### READING TEXT
--- BEGIN ---
The Church is experiencing these kind of non-physical deaths more obviously than before, it seems. Nothing completely new (remember Ecclesiastes?), but the hyper-connected world we live in makes us more acutely aware of this. The sky is falling! The Church is dying! What are we to do? How are we do respond and react?

The ministry to the people on the brink of death and pastoring to those who are left behind to carry on the burdens of living is an important part of our calling. Any minister would tell you that tending to matters of death – all the various ways that death disrupts people’s lives – is an integral part of our ministry. We know how to show up and be present for those who are dying and grieving; we know how to hold families through their grief and give them the words when they have no words to express their grief and allow the healing process to take place with meaningful rituals of our rich Christian tradition.

So, what we do is just that: we show up. Be present in people’s discomfort as they experience the church existing in a different way, not in the way it used to be. We use ancient words to give their grief meaning. We allow our rituals to guide them. We hold people through their anxieties, grief, and fear of the unknown, and pastor them through their loss of “what once used to be.” We know how to do that. And we remind them of God’s promise for them to consider: resurrection.
--- END ---
### WRITTEN TASK 1
Tally the lines in the entries that contain the string "white", matching case exactly, and give only the number.
The passage on ministry and death has no connection to the entries that follow it.

### RECORDS FOR THE TASK
--- BEGIN ---
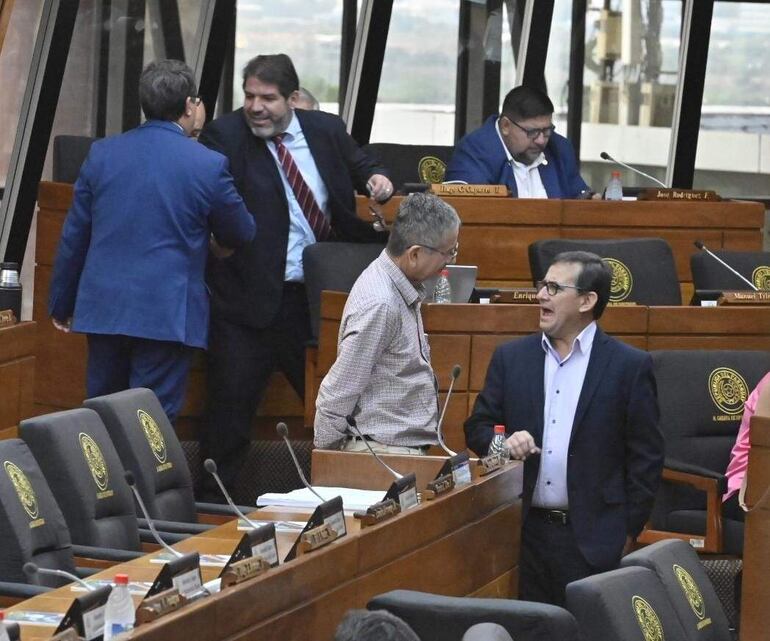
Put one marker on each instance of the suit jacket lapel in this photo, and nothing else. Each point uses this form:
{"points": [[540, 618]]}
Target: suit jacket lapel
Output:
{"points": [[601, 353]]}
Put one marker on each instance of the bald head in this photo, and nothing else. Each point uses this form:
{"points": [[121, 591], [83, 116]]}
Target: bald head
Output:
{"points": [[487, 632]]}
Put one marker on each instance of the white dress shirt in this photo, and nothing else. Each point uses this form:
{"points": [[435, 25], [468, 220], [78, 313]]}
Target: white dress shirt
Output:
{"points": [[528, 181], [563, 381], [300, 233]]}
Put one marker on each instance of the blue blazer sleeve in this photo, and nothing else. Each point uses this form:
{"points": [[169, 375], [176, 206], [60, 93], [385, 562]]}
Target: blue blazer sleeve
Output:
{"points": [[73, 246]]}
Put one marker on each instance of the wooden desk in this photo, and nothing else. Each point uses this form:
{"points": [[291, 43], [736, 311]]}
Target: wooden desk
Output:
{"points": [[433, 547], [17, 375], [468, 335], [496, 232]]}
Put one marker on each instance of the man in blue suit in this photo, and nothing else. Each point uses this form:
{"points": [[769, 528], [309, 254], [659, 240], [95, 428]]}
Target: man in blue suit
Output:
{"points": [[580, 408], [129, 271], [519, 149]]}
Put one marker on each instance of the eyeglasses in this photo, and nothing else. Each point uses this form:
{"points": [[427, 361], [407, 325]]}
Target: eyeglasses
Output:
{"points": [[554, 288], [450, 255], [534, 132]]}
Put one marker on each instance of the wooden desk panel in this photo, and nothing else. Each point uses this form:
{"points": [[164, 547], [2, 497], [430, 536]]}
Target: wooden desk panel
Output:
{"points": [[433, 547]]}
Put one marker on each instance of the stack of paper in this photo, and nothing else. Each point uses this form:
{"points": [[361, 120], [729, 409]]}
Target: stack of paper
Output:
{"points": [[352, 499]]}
--- END ---
--- BEGIN ---
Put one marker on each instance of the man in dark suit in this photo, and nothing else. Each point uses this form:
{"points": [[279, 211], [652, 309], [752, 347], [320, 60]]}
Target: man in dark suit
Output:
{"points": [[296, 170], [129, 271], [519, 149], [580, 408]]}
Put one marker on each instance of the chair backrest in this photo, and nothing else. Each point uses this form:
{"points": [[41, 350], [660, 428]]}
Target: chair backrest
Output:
--- END ---
### WRITTEN TASK 2
In one to three sentences, explain why, according to the passage on ministry and death, the Church seems to experience non-physical deaths more obviously than before.

### TASK RESULT 1
2

### TASK RESULT 2
Such deaths are nothing completely new. The hyper-connected world we live in makes us more acutely aware of them.